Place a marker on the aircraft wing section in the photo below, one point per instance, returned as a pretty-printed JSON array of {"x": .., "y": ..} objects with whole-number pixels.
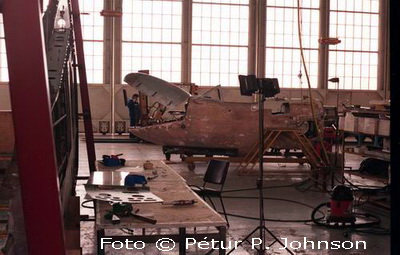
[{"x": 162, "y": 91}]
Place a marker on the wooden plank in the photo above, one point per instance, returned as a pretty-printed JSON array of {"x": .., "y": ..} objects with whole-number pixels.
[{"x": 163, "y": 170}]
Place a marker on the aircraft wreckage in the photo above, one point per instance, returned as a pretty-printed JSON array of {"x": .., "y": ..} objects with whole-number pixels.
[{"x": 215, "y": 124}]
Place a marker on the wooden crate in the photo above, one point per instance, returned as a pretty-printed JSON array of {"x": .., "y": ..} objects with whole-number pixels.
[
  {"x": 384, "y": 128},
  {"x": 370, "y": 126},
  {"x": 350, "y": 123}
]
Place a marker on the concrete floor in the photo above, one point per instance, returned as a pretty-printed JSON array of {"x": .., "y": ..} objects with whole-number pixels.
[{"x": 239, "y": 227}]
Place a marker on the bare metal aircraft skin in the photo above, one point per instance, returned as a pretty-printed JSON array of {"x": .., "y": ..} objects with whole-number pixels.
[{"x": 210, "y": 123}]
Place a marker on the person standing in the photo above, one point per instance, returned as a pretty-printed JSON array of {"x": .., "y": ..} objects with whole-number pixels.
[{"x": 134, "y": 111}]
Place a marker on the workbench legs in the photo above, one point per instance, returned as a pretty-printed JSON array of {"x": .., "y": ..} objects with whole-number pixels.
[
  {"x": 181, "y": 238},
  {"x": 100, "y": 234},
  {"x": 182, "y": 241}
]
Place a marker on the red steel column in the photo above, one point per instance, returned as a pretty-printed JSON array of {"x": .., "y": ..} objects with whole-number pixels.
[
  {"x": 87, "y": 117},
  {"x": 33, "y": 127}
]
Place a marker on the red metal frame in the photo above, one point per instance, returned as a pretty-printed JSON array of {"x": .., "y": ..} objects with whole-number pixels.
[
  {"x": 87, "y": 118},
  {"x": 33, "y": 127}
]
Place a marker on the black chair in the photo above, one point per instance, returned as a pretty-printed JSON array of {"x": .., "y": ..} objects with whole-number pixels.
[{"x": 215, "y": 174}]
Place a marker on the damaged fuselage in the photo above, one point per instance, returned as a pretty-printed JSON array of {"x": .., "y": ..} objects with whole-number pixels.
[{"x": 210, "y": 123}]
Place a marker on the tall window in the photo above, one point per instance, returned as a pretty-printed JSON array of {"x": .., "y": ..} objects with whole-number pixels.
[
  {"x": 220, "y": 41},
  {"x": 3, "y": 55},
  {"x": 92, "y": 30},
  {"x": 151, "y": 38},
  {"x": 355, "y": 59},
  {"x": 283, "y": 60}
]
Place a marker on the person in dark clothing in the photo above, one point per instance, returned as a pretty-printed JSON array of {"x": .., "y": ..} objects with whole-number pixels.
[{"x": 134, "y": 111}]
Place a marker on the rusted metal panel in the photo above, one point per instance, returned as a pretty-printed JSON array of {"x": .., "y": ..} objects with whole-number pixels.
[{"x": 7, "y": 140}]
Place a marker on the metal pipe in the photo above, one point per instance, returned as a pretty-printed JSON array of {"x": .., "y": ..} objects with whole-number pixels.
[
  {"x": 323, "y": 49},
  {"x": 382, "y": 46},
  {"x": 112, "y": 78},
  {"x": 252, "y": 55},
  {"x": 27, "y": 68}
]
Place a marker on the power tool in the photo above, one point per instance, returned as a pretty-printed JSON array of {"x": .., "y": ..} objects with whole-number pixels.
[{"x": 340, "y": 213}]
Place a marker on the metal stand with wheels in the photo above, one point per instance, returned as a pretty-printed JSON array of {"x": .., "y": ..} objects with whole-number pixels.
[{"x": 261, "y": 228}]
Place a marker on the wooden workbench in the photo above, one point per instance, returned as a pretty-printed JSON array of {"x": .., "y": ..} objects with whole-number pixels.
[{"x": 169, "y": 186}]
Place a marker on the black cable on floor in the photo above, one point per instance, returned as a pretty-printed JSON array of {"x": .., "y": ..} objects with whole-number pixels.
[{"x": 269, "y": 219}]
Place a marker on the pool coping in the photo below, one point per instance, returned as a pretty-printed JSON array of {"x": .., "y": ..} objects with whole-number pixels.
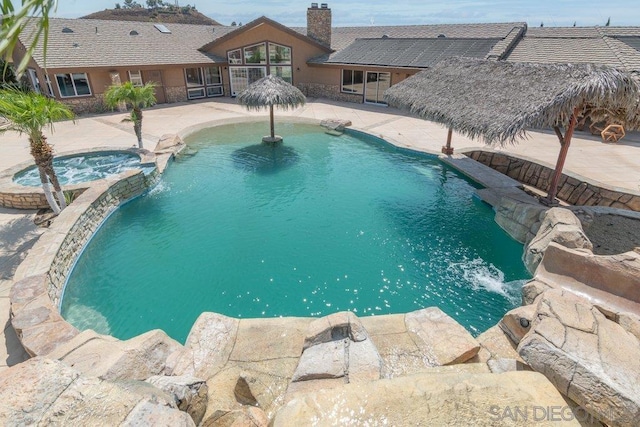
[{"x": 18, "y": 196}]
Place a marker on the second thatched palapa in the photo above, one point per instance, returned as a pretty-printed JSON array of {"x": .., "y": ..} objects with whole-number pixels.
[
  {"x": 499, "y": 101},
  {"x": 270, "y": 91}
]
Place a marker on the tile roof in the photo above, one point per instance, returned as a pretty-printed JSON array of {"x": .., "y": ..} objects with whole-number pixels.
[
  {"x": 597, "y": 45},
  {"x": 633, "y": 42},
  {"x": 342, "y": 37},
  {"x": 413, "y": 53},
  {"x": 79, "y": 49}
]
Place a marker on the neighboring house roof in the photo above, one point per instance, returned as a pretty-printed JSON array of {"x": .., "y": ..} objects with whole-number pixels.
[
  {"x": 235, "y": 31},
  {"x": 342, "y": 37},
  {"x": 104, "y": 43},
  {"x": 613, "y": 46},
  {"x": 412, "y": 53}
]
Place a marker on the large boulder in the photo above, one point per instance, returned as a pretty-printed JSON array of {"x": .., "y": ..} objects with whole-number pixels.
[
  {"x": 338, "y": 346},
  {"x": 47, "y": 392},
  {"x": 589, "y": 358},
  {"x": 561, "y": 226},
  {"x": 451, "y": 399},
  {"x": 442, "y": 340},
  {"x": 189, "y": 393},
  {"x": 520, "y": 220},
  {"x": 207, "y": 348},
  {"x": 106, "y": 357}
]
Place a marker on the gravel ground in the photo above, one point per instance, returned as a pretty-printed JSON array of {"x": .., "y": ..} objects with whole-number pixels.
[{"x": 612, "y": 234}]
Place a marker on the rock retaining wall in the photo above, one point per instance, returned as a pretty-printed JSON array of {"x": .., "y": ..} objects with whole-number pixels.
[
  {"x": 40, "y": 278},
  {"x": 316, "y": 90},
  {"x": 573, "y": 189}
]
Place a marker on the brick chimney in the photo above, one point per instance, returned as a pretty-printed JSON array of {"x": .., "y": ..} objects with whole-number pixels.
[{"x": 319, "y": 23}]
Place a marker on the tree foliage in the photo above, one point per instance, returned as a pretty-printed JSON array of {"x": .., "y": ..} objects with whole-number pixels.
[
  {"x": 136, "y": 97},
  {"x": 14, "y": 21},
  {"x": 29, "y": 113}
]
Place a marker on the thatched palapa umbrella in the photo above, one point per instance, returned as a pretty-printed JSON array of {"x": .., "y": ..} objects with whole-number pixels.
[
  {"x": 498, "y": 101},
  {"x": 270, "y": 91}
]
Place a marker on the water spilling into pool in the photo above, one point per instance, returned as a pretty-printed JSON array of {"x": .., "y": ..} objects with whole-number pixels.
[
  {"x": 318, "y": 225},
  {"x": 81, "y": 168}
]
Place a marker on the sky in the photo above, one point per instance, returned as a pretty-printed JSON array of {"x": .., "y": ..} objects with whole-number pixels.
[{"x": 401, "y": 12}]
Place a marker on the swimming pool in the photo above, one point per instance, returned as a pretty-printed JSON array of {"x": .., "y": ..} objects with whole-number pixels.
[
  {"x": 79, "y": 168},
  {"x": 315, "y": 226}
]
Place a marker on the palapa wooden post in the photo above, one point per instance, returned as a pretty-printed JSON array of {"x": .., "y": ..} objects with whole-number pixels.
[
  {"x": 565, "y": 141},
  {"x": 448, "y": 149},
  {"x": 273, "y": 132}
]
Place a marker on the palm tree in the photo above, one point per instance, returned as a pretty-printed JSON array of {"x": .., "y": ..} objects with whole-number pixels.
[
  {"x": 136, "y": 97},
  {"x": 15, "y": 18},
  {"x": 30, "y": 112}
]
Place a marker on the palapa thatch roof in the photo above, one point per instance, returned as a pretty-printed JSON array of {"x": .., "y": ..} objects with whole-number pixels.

---

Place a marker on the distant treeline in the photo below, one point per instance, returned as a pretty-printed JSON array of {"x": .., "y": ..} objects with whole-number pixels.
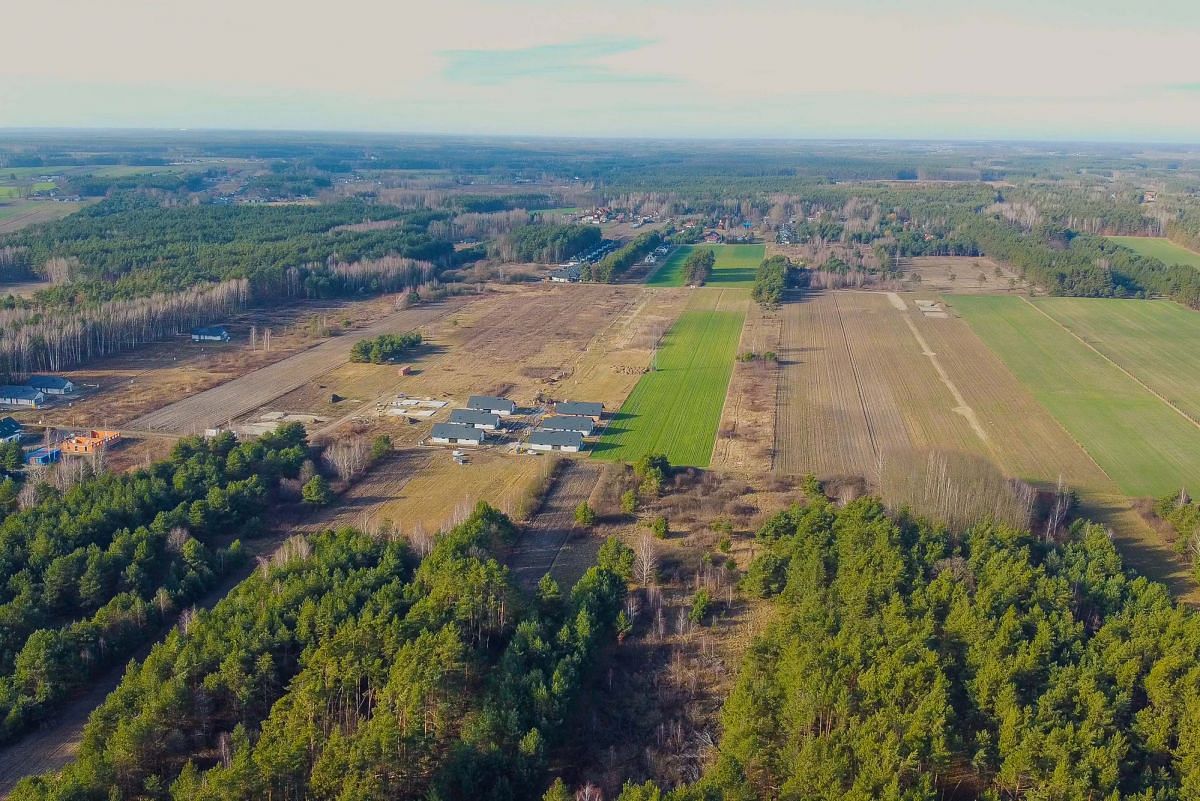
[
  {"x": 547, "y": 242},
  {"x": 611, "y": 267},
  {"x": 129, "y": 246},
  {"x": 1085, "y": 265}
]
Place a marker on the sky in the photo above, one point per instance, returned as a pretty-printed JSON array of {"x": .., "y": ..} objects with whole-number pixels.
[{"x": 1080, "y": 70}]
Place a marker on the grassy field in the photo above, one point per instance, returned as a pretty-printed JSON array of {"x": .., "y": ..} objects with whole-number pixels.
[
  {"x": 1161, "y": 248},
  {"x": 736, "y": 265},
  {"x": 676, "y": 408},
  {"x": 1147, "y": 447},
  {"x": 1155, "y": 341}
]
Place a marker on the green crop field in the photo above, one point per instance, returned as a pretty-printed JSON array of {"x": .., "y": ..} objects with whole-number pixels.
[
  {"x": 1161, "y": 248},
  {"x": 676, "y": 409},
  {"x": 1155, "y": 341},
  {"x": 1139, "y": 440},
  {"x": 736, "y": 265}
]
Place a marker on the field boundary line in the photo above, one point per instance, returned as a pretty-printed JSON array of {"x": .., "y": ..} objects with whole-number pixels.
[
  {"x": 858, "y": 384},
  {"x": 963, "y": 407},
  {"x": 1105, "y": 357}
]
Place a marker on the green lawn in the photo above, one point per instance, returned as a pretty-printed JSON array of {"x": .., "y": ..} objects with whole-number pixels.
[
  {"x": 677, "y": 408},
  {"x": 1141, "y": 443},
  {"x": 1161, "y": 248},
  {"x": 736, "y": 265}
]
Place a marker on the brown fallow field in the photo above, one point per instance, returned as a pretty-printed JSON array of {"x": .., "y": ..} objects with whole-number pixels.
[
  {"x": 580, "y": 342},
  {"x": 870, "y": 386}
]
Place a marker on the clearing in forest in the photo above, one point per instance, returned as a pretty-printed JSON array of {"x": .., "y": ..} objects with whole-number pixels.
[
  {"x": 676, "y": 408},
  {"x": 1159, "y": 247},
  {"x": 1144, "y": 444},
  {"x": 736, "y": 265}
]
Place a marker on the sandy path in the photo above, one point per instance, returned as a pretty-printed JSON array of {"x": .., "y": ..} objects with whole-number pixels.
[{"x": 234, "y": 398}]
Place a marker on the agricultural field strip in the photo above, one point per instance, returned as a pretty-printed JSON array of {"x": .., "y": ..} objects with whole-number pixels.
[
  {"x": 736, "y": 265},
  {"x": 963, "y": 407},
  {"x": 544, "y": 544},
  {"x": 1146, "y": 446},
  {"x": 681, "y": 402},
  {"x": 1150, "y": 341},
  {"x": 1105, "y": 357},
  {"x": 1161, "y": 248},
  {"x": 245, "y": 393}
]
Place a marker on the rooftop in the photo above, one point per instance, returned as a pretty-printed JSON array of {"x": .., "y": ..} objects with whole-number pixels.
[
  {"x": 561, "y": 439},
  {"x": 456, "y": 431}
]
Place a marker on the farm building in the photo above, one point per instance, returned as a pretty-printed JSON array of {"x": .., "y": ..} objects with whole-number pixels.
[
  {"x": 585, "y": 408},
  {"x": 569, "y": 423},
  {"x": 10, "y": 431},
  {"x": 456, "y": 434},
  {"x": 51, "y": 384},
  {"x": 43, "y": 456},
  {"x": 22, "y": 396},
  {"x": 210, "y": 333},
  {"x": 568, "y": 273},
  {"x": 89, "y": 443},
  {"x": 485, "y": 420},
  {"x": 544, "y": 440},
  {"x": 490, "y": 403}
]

...

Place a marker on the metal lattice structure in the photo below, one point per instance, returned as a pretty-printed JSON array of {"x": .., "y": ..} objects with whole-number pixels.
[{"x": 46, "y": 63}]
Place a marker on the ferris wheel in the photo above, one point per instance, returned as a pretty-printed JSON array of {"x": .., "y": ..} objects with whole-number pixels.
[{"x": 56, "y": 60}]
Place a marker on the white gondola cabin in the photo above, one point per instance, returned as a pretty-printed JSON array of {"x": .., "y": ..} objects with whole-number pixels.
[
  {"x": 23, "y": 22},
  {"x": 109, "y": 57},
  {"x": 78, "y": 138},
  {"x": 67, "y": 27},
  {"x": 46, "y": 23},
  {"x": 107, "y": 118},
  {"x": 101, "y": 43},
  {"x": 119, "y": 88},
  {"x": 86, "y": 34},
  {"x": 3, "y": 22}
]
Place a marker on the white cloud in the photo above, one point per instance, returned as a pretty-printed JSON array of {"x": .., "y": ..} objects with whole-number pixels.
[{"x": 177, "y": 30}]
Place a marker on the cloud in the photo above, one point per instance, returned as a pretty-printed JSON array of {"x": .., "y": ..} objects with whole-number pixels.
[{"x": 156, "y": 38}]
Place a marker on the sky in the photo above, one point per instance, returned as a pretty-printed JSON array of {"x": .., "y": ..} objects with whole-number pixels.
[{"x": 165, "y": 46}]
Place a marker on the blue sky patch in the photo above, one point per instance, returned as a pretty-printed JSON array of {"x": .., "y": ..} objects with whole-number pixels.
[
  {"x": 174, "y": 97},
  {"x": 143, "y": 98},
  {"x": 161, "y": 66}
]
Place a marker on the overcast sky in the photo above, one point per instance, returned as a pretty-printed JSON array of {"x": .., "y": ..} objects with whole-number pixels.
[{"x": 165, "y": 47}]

__WHAT YOU ARE ASKED TO DO__. Display every line of the records above that contains the string "cable".

__WORKED ANSWER__.
Place a marker on the black cable on floor in the photo above, one point per instance, returned as a pretty-printed JSON array of {"x": .., "y": ..} objects with whole-number pixels.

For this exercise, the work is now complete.